Instructions to follow: Beginning with the line where "In this exercise you will locate the white garage" appears, restate the lines word for word through the last one in the listing.

Source data:
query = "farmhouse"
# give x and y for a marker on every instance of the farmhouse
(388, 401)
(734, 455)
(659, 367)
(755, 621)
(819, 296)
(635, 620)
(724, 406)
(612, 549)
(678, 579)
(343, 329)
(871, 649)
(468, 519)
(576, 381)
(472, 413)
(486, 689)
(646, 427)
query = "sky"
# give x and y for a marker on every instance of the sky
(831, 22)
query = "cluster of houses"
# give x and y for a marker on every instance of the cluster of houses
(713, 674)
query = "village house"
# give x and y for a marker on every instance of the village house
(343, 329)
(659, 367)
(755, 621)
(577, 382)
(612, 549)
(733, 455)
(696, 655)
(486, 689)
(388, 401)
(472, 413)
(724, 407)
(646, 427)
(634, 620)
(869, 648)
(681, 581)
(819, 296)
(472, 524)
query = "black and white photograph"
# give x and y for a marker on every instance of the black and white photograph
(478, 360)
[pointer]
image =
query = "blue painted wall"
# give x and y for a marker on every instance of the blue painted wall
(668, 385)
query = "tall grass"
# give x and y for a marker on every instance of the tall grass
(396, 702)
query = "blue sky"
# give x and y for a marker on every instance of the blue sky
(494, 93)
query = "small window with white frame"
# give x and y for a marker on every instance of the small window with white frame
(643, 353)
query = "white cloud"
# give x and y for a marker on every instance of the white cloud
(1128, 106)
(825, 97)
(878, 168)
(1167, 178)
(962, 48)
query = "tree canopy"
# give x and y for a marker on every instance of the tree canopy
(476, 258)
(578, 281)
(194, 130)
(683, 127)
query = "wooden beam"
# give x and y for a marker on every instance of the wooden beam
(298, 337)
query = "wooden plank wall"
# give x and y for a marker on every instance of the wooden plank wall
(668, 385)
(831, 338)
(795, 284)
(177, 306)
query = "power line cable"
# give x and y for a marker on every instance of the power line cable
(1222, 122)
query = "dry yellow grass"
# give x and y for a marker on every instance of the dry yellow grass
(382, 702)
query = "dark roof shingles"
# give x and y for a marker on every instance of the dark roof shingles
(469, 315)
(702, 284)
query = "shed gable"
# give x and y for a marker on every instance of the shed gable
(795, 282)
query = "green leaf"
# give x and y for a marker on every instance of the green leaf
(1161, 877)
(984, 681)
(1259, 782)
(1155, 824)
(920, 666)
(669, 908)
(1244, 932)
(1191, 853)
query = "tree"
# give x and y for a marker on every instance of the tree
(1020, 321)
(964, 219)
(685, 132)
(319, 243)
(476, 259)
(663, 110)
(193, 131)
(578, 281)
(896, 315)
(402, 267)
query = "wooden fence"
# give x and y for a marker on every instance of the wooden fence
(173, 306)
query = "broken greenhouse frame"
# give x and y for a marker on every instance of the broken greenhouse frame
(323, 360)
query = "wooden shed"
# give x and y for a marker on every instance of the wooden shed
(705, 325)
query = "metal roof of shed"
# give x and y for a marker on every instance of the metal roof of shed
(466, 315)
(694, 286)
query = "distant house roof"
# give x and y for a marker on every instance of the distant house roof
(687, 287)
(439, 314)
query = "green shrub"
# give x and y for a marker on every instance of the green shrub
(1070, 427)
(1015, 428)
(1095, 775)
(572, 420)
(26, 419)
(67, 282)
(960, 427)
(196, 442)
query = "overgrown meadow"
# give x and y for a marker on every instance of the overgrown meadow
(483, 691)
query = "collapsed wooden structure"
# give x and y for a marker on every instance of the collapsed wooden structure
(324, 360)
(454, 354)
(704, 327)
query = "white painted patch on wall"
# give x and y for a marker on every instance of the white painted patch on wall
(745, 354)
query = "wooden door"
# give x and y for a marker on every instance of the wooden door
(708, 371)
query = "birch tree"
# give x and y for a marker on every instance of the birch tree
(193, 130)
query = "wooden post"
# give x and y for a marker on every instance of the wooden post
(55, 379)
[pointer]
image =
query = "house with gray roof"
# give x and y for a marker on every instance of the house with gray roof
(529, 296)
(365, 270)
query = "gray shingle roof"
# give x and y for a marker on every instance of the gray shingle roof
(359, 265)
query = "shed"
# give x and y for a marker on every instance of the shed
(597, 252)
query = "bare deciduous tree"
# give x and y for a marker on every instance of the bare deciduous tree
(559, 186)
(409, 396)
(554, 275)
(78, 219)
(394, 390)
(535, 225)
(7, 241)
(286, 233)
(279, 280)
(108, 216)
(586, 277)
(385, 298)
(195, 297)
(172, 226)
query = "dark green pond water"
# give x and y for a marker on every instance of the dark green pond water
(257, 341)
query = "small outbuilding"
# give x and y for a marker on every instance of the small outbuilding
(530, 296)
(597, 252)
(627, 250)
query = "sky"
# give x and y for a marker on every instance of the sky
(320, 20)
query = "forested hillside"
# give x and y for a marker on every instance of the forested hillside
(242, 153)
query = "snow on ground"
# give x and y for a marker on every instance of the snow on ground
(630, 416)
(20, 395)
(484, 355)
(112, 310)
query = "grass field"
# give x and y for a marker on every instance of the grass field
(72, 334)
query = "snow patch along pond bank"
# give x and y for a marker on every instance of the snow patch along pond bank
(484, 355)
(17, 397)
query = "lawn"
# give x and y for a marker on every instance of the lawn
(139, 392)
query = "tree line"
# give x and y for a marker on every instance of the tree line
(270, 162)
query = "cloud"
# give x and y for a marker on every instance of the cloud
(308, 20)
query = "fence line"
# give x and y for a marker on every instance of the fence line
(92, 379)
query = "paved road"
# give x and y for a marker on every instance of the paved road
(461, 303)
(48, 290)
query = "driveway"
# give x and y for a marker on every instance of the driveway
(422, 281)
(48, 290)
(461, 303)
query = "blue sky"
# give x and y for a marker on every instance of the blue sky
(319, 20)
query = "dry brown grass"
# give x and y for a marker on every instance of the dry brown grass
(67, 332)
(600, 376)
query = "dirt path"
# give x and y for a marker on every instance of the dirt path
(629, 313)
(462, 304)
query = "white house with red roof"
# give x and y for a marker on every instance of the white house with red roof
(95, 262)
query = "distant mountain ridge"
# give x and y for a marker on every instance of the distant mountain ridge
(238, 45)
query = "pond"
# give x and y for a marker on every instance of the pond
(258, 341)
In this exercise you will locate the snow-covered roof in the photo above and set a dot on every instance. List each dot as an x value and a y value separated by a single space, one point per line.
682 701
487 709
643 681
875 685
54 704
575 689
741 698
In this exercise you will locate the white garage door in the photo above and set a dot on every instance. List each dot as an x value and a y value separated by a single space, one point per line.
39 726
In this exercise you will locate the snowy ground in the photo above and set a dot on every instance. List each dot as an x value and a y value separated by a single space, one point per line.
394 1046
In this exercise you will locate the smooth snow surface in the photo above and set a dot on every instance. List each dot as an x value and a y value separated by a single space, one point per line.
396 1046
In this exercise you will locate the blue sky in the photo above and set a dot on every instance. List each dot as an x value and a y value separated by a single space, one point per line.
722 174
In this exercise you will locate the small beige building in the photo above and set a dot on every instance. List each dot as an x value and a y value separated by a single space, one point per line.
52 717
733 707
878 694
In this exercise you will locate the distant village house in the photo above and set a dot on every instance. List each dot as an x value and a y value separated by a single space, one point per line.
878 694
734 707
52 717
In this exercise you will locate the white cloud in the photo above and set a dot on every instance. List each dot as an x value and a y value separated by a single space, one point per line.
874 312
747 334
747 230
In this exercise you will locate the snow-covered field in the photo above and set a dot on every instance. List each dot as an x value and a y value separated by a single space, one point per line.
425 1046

Output of the task:
In this exercise you will locate the white garage door in the photo above and set a dot on every instance. List each dot as an x value and a y value separated by a single space, one point per line.
39 726
In this exercise you will locate the snowy ground in the photo above and set a dot on every instance. List each dot as an x value and a y value separated by a single space, one point per line.
394 1046
In this exercise you will locate the smooth snow surface in the photo above and set a dot on every instance. List each dot as an x value and a y value separated by a single space, one point per line.
396 1046
In this exercise you will locate the blue sky in the photo above and set a dot on every instance. List each dot as an x value and a y value separated by a single space, one point per line.
722 174
In this exercise you will locate the small beige building in the photo above and set a dot on every instance. List each dot as an x value and a y value separated by a single space, one point per line.
52 717
733 707
878 694
In this exercise you will locate the distant village house in the photo above and set a dot on every instance. List each dot as an x value and a y value separated by a single space, one point per line.
878 694
734 707
52 717
In this exercise you will locate the white cloud in the photo above and set a dot on every instance. List each dot as an x value and a y value separated by a single space, one point per line.
874 312
747 334
747 230
In this exercise you will locate the snow-covered field in the photo above and set a dot on every instance. List each dot as an x value and a y value separated by a single space, one point per line.
425 1046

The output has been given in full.